• [OBJECTIF] Relève, parmi les lignes ci-dessous, toutes celles qui contiennent le mot "handle".

-- -- --

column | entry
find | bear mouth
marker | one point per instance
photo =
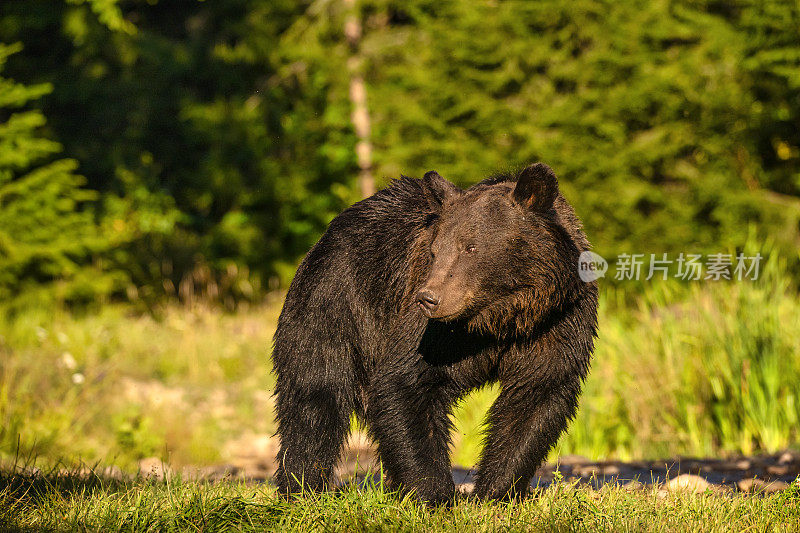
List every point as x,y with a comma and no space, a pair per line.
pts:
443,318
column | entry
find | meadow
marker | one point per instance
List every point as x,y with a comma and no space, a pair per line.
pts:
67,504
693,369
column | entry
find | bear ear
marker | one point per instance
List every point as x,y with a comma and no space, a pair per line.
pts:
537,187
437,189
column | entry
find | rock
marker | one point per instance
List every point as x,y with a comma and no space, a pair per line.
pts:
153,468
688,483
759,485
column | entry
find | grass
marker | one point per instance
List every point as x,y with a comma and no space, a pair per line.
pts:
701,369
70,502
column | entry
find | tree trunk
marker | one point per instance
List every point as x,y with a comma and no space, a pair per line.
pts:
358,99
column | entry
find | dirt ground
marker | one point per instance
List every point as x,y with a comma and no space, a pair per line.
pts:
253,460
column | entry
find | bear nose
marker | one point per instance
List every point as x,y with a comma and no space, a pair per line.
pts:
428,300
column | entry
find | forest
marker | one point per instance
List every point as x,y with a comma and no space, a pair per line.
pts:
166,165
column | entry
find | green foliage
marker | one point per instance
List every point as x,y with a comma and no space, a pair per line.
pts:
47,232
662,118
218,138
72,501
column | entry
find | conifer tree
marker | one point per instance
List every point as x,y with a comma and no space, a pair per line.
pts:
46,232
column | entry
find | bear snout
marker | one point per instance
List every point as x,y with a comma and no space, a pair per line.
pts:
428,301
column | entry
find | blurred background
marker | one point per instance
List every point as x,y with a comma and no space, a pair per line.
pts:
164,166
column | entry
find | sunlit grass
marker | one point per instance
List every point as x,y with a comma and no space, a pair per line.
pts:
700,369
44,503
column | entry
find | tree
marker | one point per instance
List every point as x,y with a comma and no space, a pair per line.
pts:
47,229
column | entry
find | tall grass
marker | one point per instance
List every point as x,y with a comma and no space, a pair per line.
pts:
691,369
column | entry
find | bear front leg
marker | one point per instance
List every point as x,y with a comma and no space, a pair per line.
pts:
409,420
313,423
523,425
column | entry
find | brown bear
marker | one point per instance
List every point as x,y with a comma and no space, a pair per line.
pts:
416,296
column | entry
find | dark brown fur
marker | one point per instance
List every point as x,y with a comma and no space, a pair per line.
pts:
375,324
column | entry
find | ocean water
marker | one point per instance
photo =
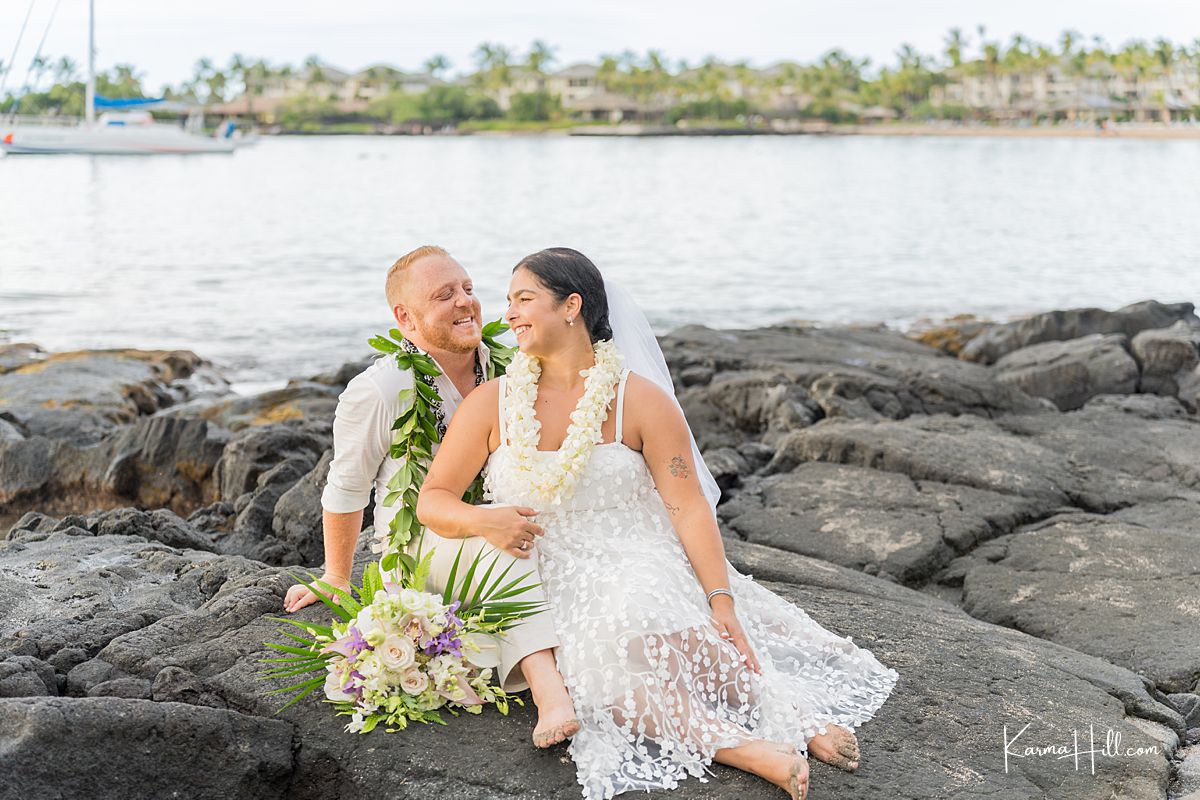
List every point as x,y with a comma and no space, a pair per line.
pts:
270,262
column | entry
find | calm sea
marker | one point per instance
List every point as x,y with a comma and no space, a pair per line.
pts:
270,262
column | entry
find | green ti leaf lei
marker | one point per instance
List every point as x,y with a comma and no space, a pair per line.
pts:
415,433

-- -- --

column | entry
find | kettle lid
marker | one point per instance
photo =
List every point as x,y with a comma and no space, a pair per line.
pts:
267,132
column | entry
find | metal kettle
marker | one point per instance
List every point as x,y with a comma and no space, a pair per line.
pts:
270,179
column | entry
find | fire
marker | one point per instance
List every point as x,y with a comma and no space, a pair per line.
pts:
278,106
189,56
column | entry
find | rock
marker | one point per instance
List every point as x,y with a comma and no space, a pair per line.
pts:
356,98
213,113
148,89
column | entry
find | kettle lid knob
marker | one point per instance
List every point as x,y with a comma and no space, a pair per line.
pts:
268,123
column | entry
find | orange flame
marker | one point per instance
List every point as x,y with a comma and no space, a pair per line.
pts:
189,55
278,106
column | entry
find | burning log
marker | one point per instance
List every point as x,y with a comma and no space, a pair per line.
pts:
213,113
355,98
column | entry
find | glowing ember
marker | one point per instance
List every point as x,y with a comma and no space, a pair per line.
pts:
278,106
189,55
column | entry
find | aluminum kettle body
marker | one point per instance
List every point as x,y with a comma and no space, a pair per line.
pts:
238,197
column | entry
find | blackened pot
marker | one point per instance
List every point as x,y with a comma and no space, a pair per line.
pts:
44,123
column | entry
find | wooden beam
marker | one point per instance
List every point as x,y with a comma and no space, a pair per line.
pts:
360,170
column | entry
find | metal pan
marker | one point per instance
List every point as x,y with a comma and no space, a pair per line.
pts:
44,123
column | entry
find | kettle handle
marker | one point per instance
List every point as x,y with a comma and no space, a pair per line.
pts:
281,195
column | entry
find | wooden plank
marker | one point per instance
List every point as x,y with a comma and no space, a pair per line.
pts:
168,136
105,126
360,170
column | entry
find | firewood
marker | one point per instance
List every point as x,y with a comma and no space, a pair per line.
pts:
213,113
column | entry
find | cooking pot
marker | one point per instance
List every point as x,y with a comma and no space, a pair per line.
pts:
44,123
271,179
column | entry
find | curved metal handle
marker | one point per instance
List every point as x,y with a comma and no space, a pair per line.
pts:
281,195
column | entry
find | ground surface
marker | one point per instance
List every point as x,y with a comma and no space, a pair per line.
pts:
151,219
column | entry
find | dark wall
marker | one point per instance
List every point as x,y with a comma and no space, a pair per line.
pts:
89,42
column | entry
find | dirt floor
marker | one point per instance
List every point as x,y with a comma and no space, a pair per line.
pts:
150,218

-- -- --

• [RÉSULTAT]
find | kettle handle
find | curved metal handle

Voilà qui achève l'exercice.